**Task requirements:** Down to the last character, repeat the data that follows.

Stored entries
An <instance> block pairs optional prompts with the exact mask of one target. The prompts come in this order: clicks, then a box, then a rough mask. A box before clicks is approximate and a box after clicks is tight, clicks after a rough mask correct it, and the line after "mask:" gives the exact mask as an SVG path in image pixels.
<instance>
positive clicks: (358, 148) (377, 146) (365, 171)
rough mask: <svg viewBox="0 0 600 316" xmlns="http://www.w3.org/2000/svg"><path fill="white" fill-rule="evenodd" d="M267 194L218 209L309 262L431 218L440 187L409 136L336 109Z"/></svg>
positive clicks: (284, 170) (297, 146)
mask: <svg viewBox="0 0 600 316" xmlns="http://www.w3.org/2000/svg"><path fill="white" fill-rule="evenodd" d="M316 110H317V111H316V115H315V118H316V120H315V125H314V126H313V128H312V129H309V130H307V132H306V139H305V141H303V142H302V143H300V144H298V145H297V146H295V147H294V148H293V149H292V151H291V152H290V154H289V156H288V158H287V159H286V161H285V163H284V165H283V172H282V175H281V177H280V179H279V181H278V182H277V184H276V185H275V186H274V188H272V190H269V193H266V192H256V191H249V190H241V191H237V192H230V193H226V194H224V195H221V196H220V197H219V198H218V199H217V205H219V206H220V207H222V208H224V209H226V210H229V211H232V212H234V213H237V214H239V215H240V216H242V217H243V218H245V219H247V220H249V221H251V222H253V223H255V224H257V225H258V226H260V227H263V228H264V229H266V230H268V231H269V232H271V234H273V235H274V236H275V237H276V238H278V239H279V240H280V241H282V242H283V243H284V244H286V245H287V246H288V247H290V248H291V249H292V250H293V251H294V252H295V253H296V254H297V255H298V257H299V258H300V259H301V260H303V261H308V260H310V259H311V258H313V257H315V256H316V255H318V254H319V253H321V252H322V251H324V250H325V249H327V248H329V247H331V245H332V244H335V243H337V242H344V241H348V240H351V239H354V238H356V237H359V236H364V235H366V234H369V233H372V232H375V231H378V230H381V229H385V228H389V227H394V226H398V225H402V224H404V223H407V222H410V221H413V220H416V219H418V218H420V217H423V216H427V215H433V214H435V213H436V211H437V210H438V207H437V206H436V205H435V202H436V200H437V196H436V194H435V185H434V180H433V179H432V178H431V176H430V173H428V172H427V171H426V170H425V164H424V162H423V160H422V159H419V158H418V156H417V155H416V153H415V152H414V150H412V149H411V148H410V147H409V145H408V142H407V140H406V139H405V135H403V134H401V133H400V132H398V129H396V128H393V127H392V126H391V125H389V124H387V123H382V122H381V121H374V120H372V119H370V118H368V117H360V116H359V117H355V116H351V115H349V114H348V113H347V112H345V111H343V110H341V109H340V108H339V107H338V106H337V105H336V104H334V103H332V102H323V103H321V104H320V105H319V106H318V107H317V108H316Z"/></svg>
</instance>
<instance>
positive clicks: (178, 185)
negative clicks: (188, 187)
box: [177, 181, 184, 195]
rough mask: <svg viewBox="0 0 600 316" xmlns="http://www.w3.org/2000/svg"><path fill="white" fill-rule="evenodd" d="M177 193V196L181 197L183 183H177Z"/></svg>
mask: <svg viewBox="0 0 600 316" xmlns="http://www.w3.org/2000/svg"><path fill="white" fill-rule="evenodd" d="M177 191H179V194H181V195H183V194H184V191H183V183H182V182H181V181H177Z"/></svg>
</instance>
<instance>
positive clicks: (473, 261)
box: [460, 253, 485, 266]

**Your solution:**
An <instance> block pairs optional prompts with the exact mask of one target. The prompts come in this order: clicks, then a box, then a rough mask. A box before clicks is approximate and a box after clicks is tight, clicks after a rough mask correct it, and the line after "mask:" gives the exact mask as an SVG path in image pixels.
<instance>
positive clicks: (358, 148) (377, 146) (365, 171)
rough mask: <svg viewBox="0 0 600 316" xmlns="http://www.w3.org/2000/svg"><path fill="white" fill-rule="evenodd" d="M267 194L218 209L309 262L431 218L440 187L409 136L336 109Z"/></svg>
positive clicks: (284, 170) (297, 146)
mask: <svg viewBox="0 0 600 316" xmlns="http://www.w3.org/2000/svg"><path fill="white" fill-rule="evenodd" d="M316 110H317V111H316V115H315V118H316V120H315V125H314V126H313V128H312V129H309V130H307V132H306V139H305V141H303V142H302V143H300V144H298V145H297V146H295V147H294V148H293V149H292V151H291V152H290V154H289V156H288V158H287V159H286V161H285V163H284V165H283V172H282V175H281V177H280V179H279V181H278V182H277V184H276V185H275V186H274V188H272V190H269V193H266V192H256V191H249V190H241V191H237V192H230V193H226V194H224V195H221V196H220V197H219V198H218V199H217V205H219V206H220V207H222V208H224V209H226V210H229V211H232V212H234V213H237V214H239V215H240V216H242V217H243V218H245V219H247V220H249V221H251V222H253V223H255V224H257V225H258V226H260V227H263V228H264V229H266V230H268V231H269V232H271V234H273V235H274V236H275V237H276V238H278V239H279V240H280V241H282V242H283V243H284V244H286V245H287V246H288V247H290V248H291V249H292V250H293V251H294V252H295V253H296V254H297V255H298V257H299V258H300V259H301V260H303V261H308V260H310V259H311V258H313V257H315V256H316V255H318V254H319V253H321V252H322V251H324V250H325V249H327V248H329V247H331V245H332V244H335V243H337V242H344V241H348V240H351V239H354V238H356V237H359V236H364V235H366V234H369V233H372V232H375V231H378V230H381V229H385V228H389V227H394V226H398V225H402V224H404V223H407V222H410V221H413V220H416V219H418V218H420V217H423V216H427V215H433V214H435V213H436V211H437V210H438V207H437V206H436V205H435V202H436V200H437V196H436V194H435V185H434V180H433V179H432V178H431V176H430V173H428V172H427V171H426V170H425V164H424V162H423V160H422V159H419V158H418V156H417V155H416V153H415V152H414V150H412V149H411V148H410V147H409V145H408V142H407V140H406V139H405V135H403V134H401V133H400V132H398V129H396V128H393V127H392V126H391V125H389V124H387V123H382V122H381V121H374V120H372V119H370V118H368V117H360V116H359V117H355V116H351V115H349V114H348V113H347V112H345V111H343V110H341V109H340V108H339V107H338V106H337V105H336V104H334V103H332V102H323V103H321V104H320V105H319V106H318V107H317V108H316Z"/></svg>
</instance>
<instance>
positive clicks: (178, 185)
negative clicks: (188, 187)
box: [177, 181, 184, 195]
rough mask: <svg viewBox="0 0 600 316" xmlns="http://www.w3.org/2000/svg"><path fill="white" fill-rule="evenodd" d="M177 193V196L181 197L183 183H177Z"/></svg>
mask: <svg viewBox="0 0 600 316" xmlns="http://www.w3.org/2000/svg"><path fill="white" fill-rule="evenodd" d="M177 191H179V194H181V195H183V194H184V191H183V183H182V182H181V181H177Z"/></svg>
</instance>
<instance>
positive clicks: (473, 261)
box: [460, 253, 485, 266]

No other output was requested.